/---
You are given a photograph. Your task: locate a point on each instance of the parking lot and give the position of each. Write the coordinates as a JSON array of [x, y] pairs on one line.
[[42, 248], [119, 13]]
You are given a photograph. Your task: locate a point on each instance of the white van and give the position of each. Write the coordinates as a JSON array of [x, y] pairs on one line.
\---
/---
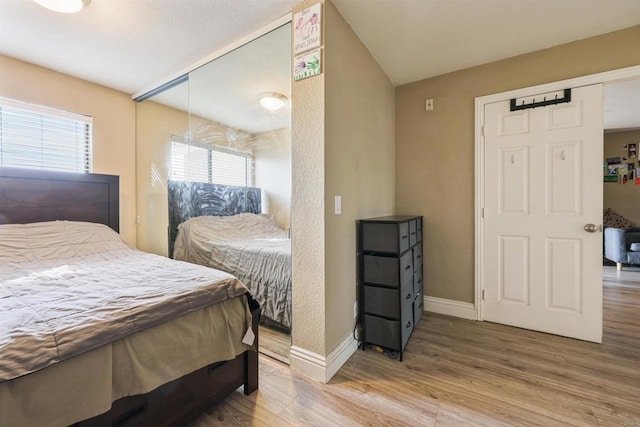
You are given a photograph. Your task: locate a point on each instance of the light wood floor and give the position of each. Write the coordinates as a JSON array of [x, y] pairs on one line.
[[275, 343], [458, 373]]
\---
## PROBLEM TO WORK ON
Look through the entries above and quote exactly the lines from the line with "of the parking" to the line with "of the white", counting both of those lines.

## SOLUTION TO THE PROBLEM
You are given a photograph. Your task: locate a point on each instance of the parking lot and give the position of each. Write the coordinates as a JSON array of [x, y] pairs on one line.
[[42, 248], [119, 13]]
You are given a photograph. Your task: locate a point on each instance of the white van and give the position of each. Write the coordinates as a JSON array of [x, y] pairs on one line.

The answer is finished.